Work item =
The data below must be repeated exactly. Leave nothing out.

═════ Supplied data

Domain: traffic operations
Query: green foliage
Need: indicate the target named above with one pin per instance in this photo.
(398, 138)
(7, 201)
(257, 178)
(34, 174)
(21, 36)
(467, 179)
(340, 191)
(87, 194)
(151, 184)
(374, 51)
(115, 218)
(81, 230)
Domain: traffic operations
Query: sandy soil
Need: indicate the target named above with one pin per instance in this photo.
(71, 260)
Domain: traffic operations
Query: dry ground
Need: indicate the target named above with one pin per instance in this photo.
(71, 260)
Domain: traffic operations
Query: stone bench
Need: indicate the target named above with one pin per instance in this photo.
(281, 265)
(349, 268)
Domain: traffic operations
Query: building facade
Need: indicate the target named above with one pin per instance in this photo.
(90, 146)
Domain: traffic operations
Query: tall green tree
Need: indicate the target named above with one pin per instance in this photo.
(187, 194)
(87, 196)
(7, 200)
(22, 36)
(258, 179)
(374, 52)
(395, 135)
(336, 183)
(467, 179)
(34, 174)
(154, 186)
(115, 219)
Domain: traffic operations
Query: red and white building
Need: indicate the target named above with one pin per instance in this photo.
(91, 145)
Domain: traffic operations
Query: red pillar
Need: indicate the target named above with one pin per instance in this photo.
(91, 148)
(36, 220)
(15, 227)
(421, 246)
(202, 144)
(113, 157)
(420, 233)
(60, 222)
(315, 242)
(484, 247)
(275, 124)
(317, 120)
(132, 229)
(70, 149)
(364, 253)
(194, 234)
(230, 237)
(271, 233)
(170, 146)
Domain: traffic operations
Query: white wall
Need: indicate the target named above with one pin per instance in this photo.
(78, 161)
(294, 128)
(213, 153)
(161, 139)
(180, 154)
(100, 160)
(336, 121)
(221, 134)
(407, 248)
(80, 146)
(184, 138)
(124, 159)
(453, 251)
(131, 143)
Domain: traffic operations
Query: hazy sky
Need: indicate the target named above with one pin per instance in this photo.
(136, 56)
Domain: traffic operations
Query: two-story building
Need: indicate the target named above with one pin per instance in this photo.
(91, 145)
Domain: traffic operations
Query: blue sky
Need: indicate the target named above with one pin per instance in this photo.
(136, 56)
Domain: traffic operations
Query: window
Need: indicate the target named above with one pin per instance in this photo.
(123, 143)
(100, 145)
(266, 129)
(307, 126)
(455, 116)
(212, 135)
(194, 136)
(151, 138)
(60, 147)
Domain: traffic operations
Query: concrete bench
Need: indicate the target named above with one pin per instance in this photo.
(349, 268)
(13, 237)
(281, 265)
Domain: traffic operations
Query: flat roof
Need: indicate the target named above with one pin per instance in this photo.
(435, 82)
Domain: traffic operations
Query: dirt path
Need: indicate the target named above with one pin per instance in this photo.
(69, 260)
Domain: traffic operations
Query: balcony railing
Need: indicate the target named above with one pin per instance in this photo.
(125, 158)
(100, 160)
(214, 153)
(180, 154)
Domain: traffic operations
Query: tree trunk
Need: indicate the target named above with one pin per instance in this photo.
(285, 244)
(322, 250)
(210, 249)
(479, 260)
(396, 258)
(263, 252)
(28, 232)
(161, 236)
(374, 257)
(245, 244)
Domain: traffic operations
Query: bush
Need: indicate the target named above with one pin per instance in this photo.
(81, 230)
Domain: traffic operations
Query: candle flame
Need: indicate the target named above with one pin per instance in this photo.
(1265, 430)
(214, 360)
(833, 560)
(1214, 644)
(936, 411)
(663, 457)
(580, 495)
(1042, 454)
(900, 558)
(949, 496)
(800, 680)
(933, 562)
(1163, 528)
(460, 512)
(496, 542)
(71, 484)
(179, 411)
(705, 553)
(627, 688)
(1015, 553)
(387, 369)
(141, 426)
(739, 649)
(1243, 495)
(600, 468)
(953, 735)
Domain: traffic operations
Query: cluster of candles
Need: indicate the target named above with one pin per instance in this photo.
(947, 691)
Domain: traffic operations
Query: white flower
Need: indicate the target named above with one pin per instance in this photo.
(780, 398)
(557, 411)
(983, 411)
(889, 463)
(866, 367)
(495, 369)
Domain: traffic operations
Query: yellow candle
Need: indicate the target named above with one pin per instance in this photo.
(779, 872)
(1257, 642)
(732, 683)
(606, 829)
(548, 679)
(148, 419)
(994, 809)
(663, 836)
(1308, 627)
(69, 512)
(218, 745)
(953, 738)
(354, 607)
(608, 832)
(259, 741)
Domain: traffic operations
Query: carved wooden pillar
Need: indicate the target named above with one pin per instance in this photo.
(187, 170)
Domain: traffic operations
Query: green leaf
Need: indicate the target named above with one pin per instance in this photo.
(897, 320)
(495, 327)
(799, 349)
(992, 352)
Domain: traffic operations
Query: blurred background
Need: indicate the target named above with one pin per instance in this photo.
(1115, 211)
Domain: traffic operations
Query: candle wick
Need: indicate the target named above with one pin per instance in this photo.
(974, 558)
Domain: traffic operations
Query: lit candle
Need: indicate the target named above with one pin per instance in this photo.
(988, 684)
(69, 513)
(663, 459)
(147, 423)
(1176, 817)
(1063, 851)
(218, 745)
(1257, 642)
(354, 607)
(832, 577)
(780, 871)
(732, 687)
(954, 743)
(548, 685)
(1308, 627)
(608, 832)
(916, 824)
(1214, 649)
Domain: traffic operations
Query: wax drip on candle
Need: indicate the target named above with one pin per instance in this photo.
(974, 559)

══════════

Your response =
Domain: traffic operations
Query: green foliage
Need: indicate the target named above with one pin per instance in this photo.
(398, 138)
(7, 201)
(257, 178)
(34, 174)
(21, 36)
(467, 179)
(340, 191)
(87, 194)
(151, 184)
(374, 51)
(115, 218)
(81, 230)
Domain: traffic operations
Query: sandy soil
Need: indicate the target named above with one pin per instance in this photo.
(71, 260)
Domain: traffic operations
Query: dry ground
Need: indicate the target named above with one pin per instance in this photo.
(71, 260)
Domain: traffic operations
Query: stone bench
Need: indicate the target named above with one pin per instance in this photo.
(281, 265)
(349, 268)
Domain: traffic operations
Query: building facade
Need: indicate the target named above with one pin per instance in this photo.
(90, 146)
Domain: traffic operations
Query: tall green tree
Need: indicate the target named above with one pin per instance in this photo.
(187, 194)
(87, 196)
(7, 200)
(22, 36)
(258, 179)
(374, 52)
(395, 135)
(336, 183)
(467, 179)
(34, 174)
(154, 186)
(115, 219)
Domain: traffic operations
Query: red and white building
Need: indicate the target named above with one pin per instance in this photo.
(91, 145)
Domain: traffic operations
Query: red pillar
Need: indicate the target named above with one pin per instance in this photo.
(91, 148)
(36, 220)
(15, 227)
(421, 246)
(202, 144)
(113, 157)
(420, 233)
(60, 222)
(315, 242)
(484, 247)
(275, 124)
(317, 120)
(132, 229)
(70, 149)
(364, 253)
(194, 234)
(230, 237)
(271, 233)
(170, 146)
Domain: traffic operations
Query: white wall
Need: indicate the target named above with one pin per instance in this photo.
(78, 161)
(294, 128)
(213, 153)
(161, 139)
(180, 154)
(100, 160)
(336, 121)
(221, 134)
(407, 248)
(80, 146)
(184, 138)
(124, 159)
(453, 251)
(131, 143)
Domain: traffic operations
Query: hazy sky
Need: indicate the target named above with one pin per instance in this photo.
(136, 56)
Domain: traffic operations
Query: two-story building
Need: indicate the target named above with one pin per instance in this photo.
(91, 145)
Domain: traffic operations
Query: blue sky
Need: indicate the target named above with one pin per instance in this photo.
(136, 56)
Domain: traffic operations
Query: window
Need: indicate the target named above with one pin per instance in this photo.
(123, 143)
(100, 145)
(266, 129)
(307, 126)
(455, 116)
(212, 135)
(194, 136)
(151, 138)
(60, 147)
Domain: traffic operations
Query: concrete bench
Need: indicate the target named above with one pin per instance in this photo.
(349, 268)
(13, 237)
(281, 265)
Domain: traffic operations
Query: flat roof
Need: indicate the target named above with one pin per instance in this photo.
(435, 82)
Domain: traffic operations
Query: dirt path
Need: indicate the target named above with one pin per instance in this photo.
(69, 260)
Domain: traffic operations
Query: balcony railing
Need: indicate the target named above with one pin per instance in this photo.
(125, 158)
(100, 160)
(214, 153)
(180, 154)
Domain: traffic operations
Query: tree trunk
Need: indicate the target named above with one pin per instance in this photo.
(285, 244)
(322, 250)
(210, 249)
(479, 260)
(396, 258)
(263, 252)
(28, 232)
(161, 236)
(374, 257)
(245, 244)
Domain: traffic operations
Query: bush
Need: indicate the target named above with one pin per instance in this photo.
(81, 230)
Domain: traffic operations
Query: candle flame
Need: indicate the target named above with one pin per instance in this photo.
(1265, 430)
(214, 360)
(833, 560)
(1214, 644)
(936, 411)
(663, 457)
(580, 495)
(1042, 454)
(900, 558)
(949, 496)
(800, 680)
(933, 562)
(1163, 528)
(460, 512)
(496, 542)
(71, 484)
(179, 411)
(705, 553)
(627, 688)
(1015, 553)
(387, 369)
(141, 426)
(739, 649)
(1243, 495)
(600, 468)
(953, 735)
Domain: traffic operations
Query: cluster of candles
Need: indicate the target named above with one pin per instance in this photo.
(947, 691)
Domain: traffic operations
Query: white flower
Need: indicate the target named above with one pin per instance in this photo.
(780, 398)
(557, 411)
(983, 411)
(889, 463)
(866, 367)
(495, 369)
Domain: traffic operations
Query: yellow candle
Need: indicate the target named above with one pin per instance in this photo.
(779, 872)
(1257, 642)
(732, 683)
(606, 829)
(548, 679)
(148, 419)
(994, 809)
(663, 836)
(1308, 627)
(69, 512)
(218, 745)
(953, 738)
(354, 607)
(608, 832)
(259, 741)
Domain: traffic operations
Query: carved wooden pillar
Need: indicate the target named above with one pin per instance in this photo.
(187, 170)
Domain: traffic operations
Query: green leaf
Need: indicate the target named above with one pin per instance in this photo.
(897, 320)
(495, 327)
(799, 349)
(992, 352)
Domain: traffic operations
Query: blurred background
Need: indicate the target named above with one pin per instance in this photo.
(1115, 211)
Domain: traffic operations
Query: candle wick
Need: indicate the target named above with one pin per instance in this photo.
(974, 558)
Domain: traffic operations
Query: lit candle
Need: indicate the target named above with one pin per instance in this photo.
(988, 684)
(69, 513)
(663, 459)
(147, 423)
(1176, 817)
(1063, 851)
(218, 745)
(1257, 642)
(354, 607)
(832, 577)
(780, 871)
(732, 687)
(954, 743)
(548, 685)
(1308, 627)
(608, 832)
(916, 824)
(1214, 649)
Domain: traffic operations
Query: wax drip on candle
Need: indicate the target named above with one pin per instance in this photo.
(974, 559)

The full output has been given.